____ Text

Research project explores cryptobiotic soil restoration
By Summit Voice
FRISCO — Led by University of Colorado researchers, scientists from around the country are teaming up to see if they can help restore damaged desert soils by growing biological soil crusts in a lab, then transplanting them to areas that have been damaged by military exercises and other activities.
The research could provide some clues as to how make desert ecosystems more resilient to climate change, and also has public health implications, since since the disturbance of biocrusts can trigger the release of significant amounts of atmospheric dust, a dominant pollutant in some desert metropolitan areas.
Fragile cryptobiotic soil plays a crucial role crucial in some desert ecosystems by preserving moisture, reducing erosion and fixing nitrogen. The crusts are extremely fragile — even just a footprint can disturb the organisms, and it can decades for the damage to heal.
Biocrusts can cover up to 70 percent of the ground in some arid ecosystems and are dominated by cyanobacteria, lichens, mosses, fungi and bacteria, said CU-Boulder assistant professor Nichole Barger.

________
____ Data extracts

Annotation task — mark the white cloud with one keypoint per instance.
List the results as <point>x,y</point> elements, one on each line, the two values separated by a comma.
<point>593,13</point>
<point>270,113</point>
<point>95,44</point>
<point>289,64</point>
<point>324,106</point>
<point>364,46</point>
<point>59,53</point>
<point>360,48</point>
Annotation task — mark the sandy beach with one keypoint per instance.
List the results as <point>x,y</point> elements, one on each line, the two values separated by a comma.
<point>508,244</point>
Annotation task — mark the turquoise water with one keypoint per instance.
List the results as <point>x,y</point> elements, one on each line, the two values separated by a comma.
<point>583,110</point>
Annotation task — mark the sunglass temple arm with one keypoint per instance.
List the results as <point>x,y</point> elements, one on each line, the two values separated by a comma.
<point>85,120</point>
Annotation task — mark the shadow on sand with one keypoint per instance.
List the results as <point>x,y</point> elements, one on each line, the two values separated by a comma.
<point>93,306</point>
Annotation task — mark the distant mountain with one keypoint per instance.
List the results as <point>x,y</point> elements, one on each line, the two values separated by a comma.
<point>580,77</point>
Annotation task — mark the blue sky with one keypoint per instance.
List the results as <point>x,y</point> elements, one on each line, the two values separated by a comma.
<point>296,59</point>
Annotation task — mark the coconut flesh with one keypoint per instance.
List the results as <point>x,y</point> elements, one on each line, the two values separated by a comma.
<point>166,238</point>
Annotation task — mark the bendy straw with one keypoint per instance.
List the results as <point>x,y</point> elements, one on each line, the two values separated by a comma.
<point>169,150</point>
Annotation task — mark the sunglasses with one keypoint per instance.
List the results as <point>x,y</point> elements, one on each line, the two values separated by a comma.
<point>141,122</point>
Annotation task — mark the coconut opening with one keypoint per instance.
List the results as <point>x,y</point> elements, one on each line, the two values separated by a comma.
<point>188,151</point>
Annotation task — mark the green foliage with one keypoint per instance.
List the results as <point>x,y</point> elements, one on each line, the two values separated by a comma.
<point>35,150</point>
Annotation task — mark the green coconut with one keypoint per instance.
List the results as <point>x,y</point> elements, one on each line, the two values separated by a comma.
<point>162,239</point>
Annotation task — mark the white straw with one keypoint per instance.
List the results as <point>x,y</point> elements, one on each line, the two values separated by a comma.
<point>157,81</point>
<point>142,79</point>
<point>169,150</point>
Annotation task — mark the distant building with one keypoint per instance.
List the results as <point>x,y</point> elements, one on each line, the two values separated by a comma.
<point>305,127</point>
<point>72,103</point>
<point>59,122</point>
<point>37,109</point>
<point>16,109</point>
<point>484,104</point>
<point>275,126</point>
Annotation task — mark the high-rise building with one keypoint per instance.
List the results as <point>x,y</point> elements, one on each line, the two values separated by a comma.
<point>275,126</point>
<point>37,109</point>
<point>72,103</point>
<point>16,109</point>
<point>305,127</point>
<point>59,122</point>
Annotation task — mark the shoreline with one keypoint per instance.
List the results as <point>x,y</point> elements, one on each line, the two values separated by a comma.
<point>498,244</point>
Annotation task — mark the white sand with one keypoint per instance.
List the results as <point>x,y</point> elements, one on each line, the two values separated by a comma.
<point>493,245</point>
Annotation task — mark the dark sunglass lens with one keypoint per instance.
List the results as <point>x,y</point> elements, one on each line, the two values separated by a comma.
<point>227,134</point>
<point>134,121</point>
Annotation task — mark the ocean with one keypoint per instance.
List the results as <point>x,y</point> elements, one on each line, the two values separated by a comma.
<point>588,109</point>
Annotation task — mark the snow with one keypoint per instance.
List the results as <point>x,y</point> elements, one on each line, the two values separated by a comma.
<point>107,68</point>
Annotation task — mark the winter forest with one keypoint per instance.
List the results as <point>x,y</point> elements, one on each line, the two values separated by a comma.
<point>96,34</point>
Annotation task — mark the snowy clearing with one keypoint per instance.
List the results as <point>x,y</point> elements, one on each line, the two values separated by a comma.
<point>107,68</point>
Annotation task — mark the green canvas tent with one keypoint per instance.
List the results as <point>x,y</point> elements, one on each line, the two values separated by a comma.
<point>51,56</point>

________

Task brief: Reproduce word for word everything in the soil restoration article from "Fragile cryptobiotic soil" down to "damage to heal.".

Final answer:
Fragile cryptobiotic soil plays a crucial role crucial in some desert ecosystems by preserving moisture, reducing erosion and fixing nitrogen. The crusts are extremely fragile — even just a footprint can disturb the organisms, and it can decades for the damage to heal.